* BEGIN *

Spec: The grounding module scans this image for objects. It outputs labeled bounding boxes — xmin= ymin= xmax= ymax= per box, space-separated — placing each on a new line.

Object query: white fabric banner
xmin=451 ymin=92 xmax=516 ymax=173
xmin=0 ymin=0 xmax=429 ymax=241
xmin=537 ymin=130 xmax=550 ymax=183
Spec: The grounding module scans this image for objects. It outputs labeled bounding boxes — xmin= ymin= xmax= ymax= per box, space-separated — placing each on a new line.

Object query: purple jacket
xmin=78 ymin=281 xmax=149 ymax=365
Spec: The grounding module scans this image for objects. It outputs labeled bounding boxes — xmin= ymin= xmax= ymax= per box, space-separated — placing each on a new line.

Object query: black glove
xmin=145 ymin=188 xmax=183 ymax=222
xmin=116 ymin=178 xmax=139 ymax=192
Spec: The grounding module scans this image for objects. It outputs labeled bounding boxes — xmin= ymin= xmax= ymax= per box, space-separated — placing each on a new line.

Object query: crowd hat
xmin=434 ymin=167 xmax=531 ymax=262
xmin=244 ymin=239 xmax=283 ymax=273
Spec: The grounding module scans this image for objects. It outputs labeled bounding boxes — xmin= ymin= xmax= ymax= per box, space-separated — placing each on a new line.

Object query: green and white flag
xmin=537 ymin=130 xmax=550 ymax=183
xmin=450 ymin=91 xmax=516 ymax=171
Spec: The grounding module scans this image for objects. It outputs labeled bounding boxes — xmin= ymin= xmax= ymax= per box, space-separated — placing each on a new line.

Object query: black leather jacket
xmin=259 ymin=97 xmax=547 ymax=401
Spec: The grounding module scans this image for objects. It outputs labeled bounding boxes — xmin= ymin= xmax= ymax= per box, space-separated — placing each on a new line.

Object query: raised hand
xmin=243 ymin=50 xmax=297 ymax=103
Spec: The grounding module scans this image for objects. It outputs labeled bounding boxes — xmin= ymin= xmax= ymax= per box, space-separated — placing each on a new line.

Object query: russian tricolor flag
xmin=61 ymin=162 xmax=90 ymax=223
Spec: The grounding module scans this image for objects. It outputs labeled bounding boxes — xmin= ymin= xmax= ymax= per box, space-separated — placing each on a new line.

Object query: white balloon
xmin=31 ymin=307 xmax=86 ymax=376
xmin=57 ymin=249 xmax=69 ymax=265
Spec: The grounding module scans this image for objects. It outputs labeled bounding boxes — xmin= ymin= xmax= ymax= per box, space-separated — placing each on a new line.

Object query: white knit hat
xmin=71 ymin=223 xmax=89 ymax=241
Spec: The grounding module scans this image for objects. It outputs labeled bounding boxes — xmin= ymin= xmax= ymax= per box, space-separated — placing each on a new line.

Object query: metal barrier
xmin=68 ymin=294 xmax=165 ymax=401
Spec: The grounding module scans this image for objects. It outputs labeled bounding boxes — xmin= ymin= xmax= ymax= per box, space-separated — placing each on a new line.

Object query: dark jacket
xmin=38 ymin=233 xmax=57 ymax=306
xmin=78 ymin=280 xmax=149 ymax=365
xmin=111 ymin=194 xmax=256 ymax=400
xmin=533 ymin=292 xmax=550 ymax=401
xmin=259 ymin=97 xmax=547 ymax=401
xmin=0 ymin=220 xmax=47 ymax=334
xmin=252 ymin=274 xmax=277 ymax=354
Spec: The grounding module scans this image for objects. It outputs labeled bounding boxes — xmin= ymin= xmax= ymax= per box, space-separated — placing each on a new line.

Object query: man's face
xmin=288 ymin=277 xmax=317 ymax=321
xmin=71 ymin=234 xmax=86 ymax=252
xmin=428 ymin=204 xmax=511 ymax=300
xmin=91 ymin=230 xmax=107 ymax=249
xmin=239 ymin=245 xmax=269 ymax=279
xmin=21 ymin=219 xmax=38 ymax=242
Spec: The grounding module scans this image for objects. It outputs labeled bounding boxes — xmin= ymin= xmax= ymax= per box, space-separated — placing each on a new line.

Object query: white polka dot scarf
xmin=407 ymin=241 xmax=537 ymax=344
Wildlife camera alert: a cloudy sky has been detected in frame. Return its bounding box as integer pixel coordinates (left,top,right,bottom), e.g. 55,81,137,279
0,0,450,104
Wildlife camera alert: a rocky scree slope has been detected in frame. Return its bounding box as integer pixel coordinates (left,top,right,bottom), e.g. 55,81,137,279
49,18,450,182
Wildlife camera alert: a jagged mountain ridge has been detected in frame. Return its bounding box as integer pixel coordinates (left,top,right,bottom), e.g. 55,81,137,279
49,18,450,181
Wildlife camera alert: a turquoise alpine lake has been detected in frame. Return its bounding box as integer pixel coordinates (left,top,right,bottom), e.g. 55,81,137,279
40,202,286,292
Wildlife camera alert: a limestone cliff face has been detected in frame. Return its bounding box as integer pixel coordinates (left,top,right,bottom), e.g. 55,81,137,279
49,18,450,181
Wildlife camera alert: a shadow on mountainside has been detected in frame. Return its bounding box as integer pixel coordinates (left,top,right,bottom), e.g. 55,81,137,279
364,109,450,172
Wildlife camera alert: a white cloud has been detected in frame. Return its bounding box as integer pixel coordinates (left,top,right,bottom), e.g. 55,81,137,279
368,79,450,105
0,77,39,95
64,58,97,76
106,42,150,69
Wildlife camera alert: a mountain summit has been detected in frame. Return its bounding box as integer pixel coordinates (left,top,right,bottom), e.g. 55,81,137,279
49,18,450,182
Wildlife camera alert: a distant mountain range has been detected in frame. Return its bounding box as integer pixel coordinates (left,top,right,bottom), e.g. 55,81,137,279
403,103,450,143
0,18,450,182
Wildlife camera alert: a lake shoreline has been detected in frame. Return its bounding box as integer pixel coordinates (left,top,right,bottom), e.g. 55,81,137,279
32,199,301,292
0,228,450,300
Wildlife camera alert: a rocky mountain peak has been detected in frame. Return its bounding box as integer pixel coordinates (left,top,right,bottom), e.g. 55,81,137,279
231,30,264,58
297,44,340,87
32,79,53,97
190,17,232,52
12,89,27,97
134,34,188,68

* END *

Task to complete: Reproduce the items above, swapping every occurrence of "grounding module" for "localization module" and leaving everything else untouched.

Result for this exercise:
Spec: The localization module scans this image for objects. It outputs labeled bounding boxes — xmin= ymin= xmax= ymax= per box, space-separated — placing each on a new line.

Object query: white fabric banner
xmin=451 ymin=92 xmax=516 ymax=173
xmin=0 ymin=0 xmax=429 ymax=241
xmin=537 ymin=130 xmax=550 ymax=183
Spec: The localization module scans this image for objects. It outputs labeled bounding boxes — xmin= ymin= xmax= ymax= per box, space-separated — placing each on a new line.

Object query: purple jacket
xmin=78 ymin=281 xmax=149 ymax=365
Spec: The localization module scans this image for objects. It outputs labeled bounding boxes — xmin= ymin= xmax= ymax= per box, space-separated — placing each on a new line.

Object query: black glove
xmin=145 ymin=188 xmax=183 ymax=222
xmin=116 ymin=178 xmax=139 ymax=192
Spec: The localization module scans this image for objects. It outputs labeled bounding boxes — xmin= ymin= xmax= ymax= per box, space-separated — placing each on a new line.

Object query: crowd hat
xmin=434 ymin=167 xmax=531 ymax=262
xmin=244 ymin=239 xmax=283 ymax=273
Spec: The localization module scans this image for objects. It outputs labeled bounding boxes — xmin= ymin= xmax= ymax= per box, space-separated — placing each on a new line.

Object query: green and white flag
xmin=537 ymin=130 xmax=550 ymax=183
xmin=450 ymin=91 xmax=516 ymax=171
Spec: The localization module scans this image for objects. It outputs labeled bounding boxes — xmin= ymin= xmax= ymax= per box, space-separated — placing each on a new line.

Object query: black leather jacket
xmin=259 ymin=97 xmax=547 ymax=401
Spec: The localization module scans this image for objects. It outputs labeled bounding boxes — xmin= ymin= xmax= ymax= per box, space-separated — placing each on a new line.

Object query: raised hand
xmin=243 ymin=50 xmax=297 ymax=103
Spec: The localization module scans this image for objects. It outputs labeled bounding boxes — xmin= ymin= xmax= ymax= per box, space-separated — placing each on a new line.

Object query: russian tricolor flag
xmin=61 ymin=162 xmax=90 ymax=223
Spec: The localization module scans this image for objects. It outputs labeled bounding boxes — xmin= ymin= xmax= ymax= per box, space-separated — placing each on a new line.

Object query: white balloon
xmin=31 ymin=307 xmax=86 ymax=376
xmin=57 ymin=249 xmax=69 ymax=265
Spec: The localization module scans this image for objects. It outputs labeled bounding boxes — xmin= ymin= xmax= ymax= per box, space-separated — placing each on a new line.

Object query: white knit hat
xmin=71 ymin=223 xmax=89 ymax=241
Spec: The localization module scans this image for objects. It outputs labeled bounding boxes — xmin= ymin= xmax= ymax= per box, space-separated — placing each on a new line.

Object query: metal barrier
xmin=68 ymin=294 xmax=165 ymax=401
Spec: The localization module scans this image for objects. It outputs labeled bounding boxes — xmin= ymin= xmax= ymax= per box, space-separated — placing each on a new line.

Object query: dark jacket
xmin=38 ymin=233 xmax=57 ymax=306
xmin=78 ymin=280 xmax=149 ymax=365
xmin=111 ymin=194 xmax=256 ymax=400
xmin=533 ymin=292 xmax=550 ymax=401
xmin=259 ymin=97 xmax=547 ymax=401
xmin=0 ymin=220 xmax=47 ymax=334
xmin=252 ymin=274 xmax=277 ymax=354
Spec: The localization module scans this image for objects. It outputs labeled bounding boxes — xmin= ymin= xmax= ymax= per box, space-separated — placing each on a new line.

Object query: man's face
xmin=288 ymin=277 xmax=317 ymax=321
xmin=71 ymin=234 xmax=86 ymax=252
xmin=428 ymin=204 xmax=511 ymax=300
xmin=91 ymin=230 xmax=107 ymax=249
xmin=239 ymin=245 xmax=269 ymax=279
xmin=21 ymin=219 xmax=38 ymax=242
Spec: The localization module scans this image for objects. It outputs labeled bounding boxes — xmin= ymin= xmax= ymax= per box, space-separated — placing each on a new line.

Object query: white polka dot scarf
xmin=407 ymin=241 xmax=537 ymax=344
Wildlife camera alert: a cloudy sky has been detected in frame. Return its bounding box as integer pixel coordinates (left,top,right,bottom), e.g. 55,81,137,279
0,0,450,104
Wildlife camera alert: a rocky scree slope has been detected in frame. Return its bounding box as integer pixel coordinates (left,top,right,bottom), e.g. 55,81,137,279
49,18,450,182
Wildlife camera alert: a jagged mountain ridge has been detected in frame. Return its bounding box as integer pixel coordinates (left,top,right,bottom), e.g. 55,81,137,279
49,18,450,181
Wildlife camera alert: a turquoise alpine lake has been detected in frame. Return its bounding box as integer pixel coordinates (left,top,right,bottom), e.g. 55,81,137,279
40,202,286,292
Wildlife camera alert: a limestone cliff face has been detected in frame. Return its bounding box as integer pixel coordinates (left,top,right,bottom), e.g. 55,81,137,279
49,18,450,181
Wildlife camera alert: a shadow on mountainside has been detected in frame. Return its bounding box as integer pixel coordinates (left,top,right,bottom), e.g. 55,81,137,279
364,109,450,172
Wildlife camera alert: a white cloud has been detected in frame. Return its bounding box as integer pixel coordinates (left,top,right,bottom), e.g. 55,81,137,279
368,79,450,105
0,77,39,95
64,58,97,76
106,42,150,69
Wildlife camera alert: a mountain summit has been detected in frame. Return its bounding box as integer pixel coordinates (left,top,right,bottom), e.g. 55,81,137,279
49,18,450,182
Wildlife camera alert: a distant mountain range has been detected in frame. Return its bounding box as integer pixel coordinates (left,top,right,bottom), e.g. 55,81,137,279
403,103,450,143
0,18,450,182
Wildlife camera alert: a lake shoreline has been detected in frame. Return its bounding box as integer pixel coordinates (left,top,right,bottom), e.g. 55,81,137,279
32,199,301,292
0,228,450,300
Wildlife camera alert: a rocky mountain peak has been detected in frame. Return its bounding box as integer pixel coordinates (left,top,right,bottom), e.g. 55,81,137,279
231,30,264,58
297,44,340,87
32,79,53,97
190,17,232,52
12,89,27,97
134,34,188,68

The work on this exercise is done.